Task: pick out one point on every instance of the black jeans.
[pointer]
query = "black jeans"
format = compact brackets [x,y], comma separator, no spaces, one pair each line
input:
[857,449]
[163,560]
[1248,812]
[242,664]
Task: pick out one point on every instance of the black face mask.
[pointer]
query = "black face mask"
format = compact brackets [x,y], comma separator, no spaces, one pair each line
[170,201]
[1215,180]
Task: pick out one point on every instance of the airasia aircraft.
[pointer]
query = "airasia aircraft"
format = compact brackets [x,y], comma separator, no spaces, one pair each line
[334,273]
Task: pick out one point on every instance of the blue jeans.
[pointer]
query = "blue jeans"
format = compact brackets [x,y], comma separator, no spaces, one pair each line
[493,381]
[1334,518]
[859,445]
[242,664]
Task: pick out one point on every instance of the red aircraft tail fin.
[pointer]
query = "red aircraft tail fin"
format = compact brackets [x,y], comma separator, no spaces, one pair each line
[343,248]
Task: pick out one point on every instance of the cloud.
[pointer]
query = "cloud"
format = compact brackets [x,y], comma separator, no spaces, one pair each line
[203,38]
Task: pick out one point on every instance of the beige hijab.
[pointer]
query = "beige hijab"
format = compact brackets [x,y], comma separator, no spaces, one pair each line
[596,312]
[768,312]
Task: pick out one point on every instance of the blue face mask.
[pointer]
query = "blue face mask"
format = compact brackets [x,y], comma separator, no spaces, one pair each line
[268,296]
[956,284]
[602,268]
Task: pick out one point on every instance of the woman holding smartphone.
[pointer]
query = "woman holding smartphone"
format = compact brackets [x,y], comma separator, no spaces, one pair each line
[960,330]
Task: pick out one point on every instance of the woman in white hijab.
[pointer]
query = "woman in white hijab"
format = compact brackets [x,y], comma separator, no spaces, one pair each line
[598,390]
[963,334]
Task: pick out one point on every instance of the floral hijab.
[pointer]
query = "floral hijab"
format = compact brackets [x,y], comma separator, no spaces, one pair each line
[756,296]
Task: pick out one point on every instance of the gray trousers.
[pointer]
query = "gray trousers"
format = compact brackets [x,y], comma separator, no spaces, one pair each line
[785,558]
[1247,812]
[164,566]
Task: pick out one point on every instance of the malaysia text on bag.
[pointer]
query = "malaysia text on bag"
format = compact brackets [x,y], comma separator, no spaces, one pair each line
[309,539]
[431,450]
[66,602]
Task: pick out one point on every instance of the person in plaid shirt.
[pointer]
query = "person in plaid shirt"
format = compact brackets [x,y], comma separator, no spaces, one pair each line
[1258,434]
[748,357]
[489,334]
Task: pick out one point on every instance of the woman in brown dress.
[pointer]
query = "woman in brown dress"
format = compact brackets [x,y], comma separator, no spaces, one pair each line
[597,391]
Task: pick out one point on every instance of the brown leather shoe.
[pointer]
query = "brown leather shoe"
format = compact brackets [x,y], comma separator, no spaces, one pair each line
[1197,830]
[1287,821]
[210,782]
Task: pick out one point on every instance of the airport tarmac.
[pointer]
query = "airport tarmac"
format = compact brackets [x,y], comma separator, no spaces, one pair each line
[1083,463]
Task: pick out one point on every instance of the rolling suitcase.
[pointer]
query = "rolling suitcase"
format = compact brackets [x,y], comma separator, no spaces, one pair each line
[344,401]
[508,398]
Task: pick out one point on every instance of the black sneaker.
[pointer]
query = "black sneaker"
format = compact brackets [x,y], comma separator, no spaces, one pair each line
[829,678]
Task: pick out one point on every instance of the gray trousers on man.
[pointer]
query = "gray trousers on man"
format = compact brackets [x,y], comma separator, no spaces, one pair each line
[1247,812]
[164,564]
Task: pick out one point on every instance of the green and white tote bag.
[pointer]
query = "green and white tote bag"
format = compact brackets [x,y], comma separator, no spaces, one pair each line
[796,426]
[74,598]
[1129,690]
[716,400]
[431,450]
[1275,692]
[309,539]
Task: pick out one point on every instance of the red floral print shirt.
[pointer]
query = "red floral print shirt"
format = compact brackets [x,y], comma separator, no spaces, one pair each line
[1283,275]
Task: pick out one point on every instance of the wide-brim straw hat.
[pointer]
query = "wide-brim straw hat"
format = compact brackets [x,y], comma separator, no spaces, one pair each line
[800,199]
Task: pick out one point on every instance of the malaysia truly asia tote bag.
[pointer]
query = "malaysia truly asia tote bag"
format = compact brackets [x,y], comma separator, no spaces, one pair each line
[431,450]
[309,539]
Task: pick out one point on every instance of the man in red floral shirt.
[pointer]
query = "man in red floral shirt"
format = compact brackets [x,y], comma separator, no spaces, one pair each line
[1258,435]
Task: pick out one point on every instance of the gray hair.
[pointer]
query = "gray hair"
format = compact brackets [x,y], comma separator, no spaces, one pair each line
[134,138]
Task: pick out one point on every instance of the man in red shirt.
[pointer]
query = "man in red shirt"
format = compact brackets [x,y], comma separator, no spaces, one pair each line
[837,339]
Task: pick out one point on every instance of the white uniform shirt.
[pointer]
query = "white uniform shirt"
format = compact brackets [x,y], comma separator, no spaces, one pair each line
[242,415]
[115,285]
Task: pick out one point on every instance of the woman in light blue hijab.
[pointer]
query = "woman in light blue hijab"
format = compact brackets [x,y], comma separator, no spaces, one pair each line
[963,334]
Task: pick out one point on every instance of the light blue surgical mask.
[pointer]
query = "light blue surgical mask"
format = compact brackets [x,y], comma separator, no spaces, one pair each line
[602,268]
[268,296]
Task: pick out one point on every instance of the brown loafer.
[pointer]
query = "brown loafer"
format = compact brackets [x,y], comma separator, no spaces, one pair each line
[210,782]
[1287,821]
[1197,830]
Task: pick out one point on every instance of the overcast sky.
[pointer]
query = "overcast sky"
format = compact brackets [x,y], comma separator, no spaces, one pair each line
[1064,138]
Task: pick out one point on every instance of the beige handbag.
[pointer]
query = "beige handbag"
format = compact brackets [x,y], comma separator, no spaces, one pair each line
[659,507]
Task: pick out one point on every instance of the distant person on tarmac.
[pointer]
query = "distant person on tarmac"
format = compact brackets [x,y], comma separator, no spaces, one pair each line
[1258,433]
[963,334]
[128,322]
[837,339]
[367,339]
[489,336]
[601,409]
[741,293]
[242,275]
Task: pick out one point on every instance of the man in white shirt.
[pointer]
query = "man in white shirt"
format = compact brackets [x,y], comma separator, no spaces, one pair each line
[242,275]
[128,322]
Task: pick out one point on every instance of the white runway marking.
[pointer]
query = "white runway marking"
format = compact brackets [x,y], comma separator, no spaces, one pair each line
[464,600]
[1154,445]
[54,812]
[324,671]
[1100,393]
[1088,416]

■ ■ ■ ■ ■

→ Task details: Set down all of the entries exactly, please.

→ Solution:
Task: pick out one point on every instance of the black jeans.
[pointer]
query = "black jeans"
format = compact brackets [x,y], comma separator, no spaces, one pair each line
input:
[857,449]
[163,560]
[1248,812]
[242,664]
Task: pick out one point on every instance of the black face mask.
[pointer]
query = "black face mask"
format = compact brackets [x,y], comma separator, no spaces, one pair each line
[170,201]
[1215,180]
Task: pick out one point on every instance of the airasia aircraft.
[pointer]
query = "airasia aircraft"
format = compact brackets [x,y], comma separator, no spaces, one pair each line
[334,273]
Task: pick out one point on every instance of the blue jeans.
[pointer]
query = "blue jeans"
format = compact brackets [x,y], comma separator, no spaces, one pair each line
[493,381]
[1334,518]
[859,445]
[242,664]
Task: pick out one point on every instance of the red aircraft tail fin.
[pointer]
query = "red aircraft tail fin"
format = compact brackets [x,y], comma separator, no spaces, one pair each line
[343,248]
Task: pick out one point on every instance of the cloud.
[pointer]
query = "cloud"
format = compact brackets [x,y], comma separator, no spaces, one pair each line
[203,38]
Task: pick out one point on every instance of the beige hijab.
[pointer]
query = "beige hijab"
format = compact brackets [x,y], comma separator, no spaces, one pair each line
[596,312]
[768,312]
Task: pick out one point on every instance of the blue face mask.
[pointer]
query = "blue face mask"
format = compact brackets [x,y], comma separator, no spaces, one pair each line
[268,296]
[956,284]
[602,268]
Task: pick out one point on every instance of the woman holding smartphone.
[pointer]
query = "woman holding smartphone"
format = compact brackets [x,y], comma separator, no spaces, one pair each line
[960,330]
Task: pick out one point on every instance of the woman in white hijab.
[pointer]
query = "woman in white hijab"
format = compact brackets [x,y], comma separator, no spaces, one pair each line
[598,390]
[963,334]
Task: pick out one point on every instance of the floral hijab.
[pointer]
query = "floral hijab"
format = compact brackets [x,y], comma separator, no spaces, one pair each line
[756,296]
Task: pick out one point on every instance of the gray trousers.
[pointer]
query = "gray trousers"
format = compact brackets [x,y], comma separator, no spaces, one pair each line
[785,558]
[1247,812]
[164,566]
Task: pick out one point on every instance of the malaysia text on bag.
[pointer]
query = "malaysia text on bag"
format = compact brackets [x,y], comma separator, no spaces, one pair each line
[309,539]
[431,450]
[66,602]
Task: pick out one point on every instance of the person in plaid shirt.
[pointer]
query = "person in plaid shirt"
format = compact brackets [x,y], comma separator, no spaces, one pair each line
[1258,434]
[748,357]
[489,334]
Task: pick out one point on every instance of the woman in brown dress.
[pointer]
query = "woman in brown dress"
format = compact brackets [x,y], comma separator, no spaces, one pair each line
[597,391]
Task: pick out one point on every instance of the brown leather shoe.
[pointer]
query = "brown leather shoe"
format = compact brackets [x,y], comma separator, no spaces, one pair each line
[1197,830]
[1287,821]
[210,782]
Task: pick out one point on every instance of the airport tarmac.
[pointer]
query = "airport tarmac"
format = compact brackets [x,y], comma separator, no spaces, one pair each line
[1083,463]
Task: pick out one point on every instance of the rolling suitcase.
[pointer]
query = "rolling suitcase"
format = compact brackets [x,y], comma separator, no spaces, one pair each line
[344,401]
[508,398]
Task: pick out one point on every instance of the black sneaker.
[pointer]
query = "black sneaker"
format = compact brackets [x,y], comma separator, no spaces, one pair each line
[829,678]
Task: pick out one point on every instance of the gray trousers on man.
[pointer]
query = "gray trousers on man"
format = compact brackets [x,y], comma separator, no spaces, one pair each line
[1247,812]
[164,564]
Task: pick out one point on every instance of the green and white tote bag.
[pointer]
query = "green and white tote bag"
format = compact brackets [x,y], comma separator, no spaces, one pair each line
[796,426]
[74,598]
[1129,690]
[716,400]
[431,450]
[1275,692]
[309,539]
Task: pick out one point on every instance of the red floral print shirt.
[pointer]
query = "red floral print shirt"
format = compact brackets [x,y], comma separator, no spaces, one pair each line
[1283,275]
Task: pick out one point on every instance of the wide-brim straw hat.
[pointer]
query = "wide-brim straw hat"
format = compact brackets [x,y], comma separator, no spaces, one pair each line
[800,199]
Task: pick out one point on every instance of the malaysia truly asia tote bag.
[pointer]
query = "malaysia truly asia tote bag"
format = compact brackets [x,y], comma separator, no spaces, one pair each line
[431,450]
[309,539]
Task: pick out one point on every instance of the man in red floral shirt.
[pointer]
query = "man in red floral shirt"
format = compact brackets [x,y], comma separator, no spaces, one pair each line
[1258,435]
Task: pick out one point on every instance of the gray hair.
[pointer]
query = "gray hair"
format = compact brackets [x,y], comma separator, no spaces, one pair each line
[134,138]
Task: pick out one point on every instance of the man in red shirt.
[pointer]
query = "man in red shirt"
format = compact brackets [x,y], comma separator, no spaces, one pair each line
[837,339]
Task: pick out one point on every instance of the white uniform shirt.
[pointer]
query = "white uniform shirt"
format = compact brackets [x,y], comma separator, no spaces, one pair each line
[242,415]
[115,285]
Task: pick out one point on every instance of the woman in light blue hijab.
[pointer]
query = "woman in light blue hijab"
format = compact brackets [x,y], comma separator, no spaces, one pair each line
[963,334]
Task: pick out one point on every instance of the light blue surgical mask.
[pointer]
query = "light blue surgical mask"
format = compact brackets [x,y], comma separator, no spaces, one pair each line
[602,268]
[268,296]
Task: pick out one point on every instance of the brown loafer.
[pointer]
query = "brown loafer"
format = compact brackets [x,y], comma separator, no spaces, one pair each line
[210,782]
[1287,821]
[1197,830]
Task: pick out one point on every instance of the overcast sky.
[pointer]
query = "overcast sky"
format = compact brackets [x,y], comma separator, no spaces, one pair each line
[1064,138]
Task: pick out one point on every instance of the beige handbag.
[pointer]
query = "beige handbag"
format = compact brackets [x,y], comma separator, no spaces, one pair each line
[659,507]
Task: pick out one point on every instance of the distant person on tarmac.
[pointer]
query = "distant person on tarmac"
format = compact brackets [x,y], comma separator, no spaces, one pair each line
[1258,433]
[963,334]
[128,322]
[837,339]
[367,339]
[489,336]
[601,409]
[741,293]
[242,275]
Task: pick out one point on every instance of the man in white shirt.
[pointer]
query = "man in white shirt"
format = compact brackets [x,y], comma separator, no spaces, one pair each line
[242,275]
[128,322]
Task: pick out one point on every instance of the white runway marking.
[pointer]
query = "white runway marking"
format = compact brackets [x,y], comma separator, no spaces, one pair each line
[464,600]
[1154,445]
[54,812]
[324,671]
[1100,393]
[1088,416]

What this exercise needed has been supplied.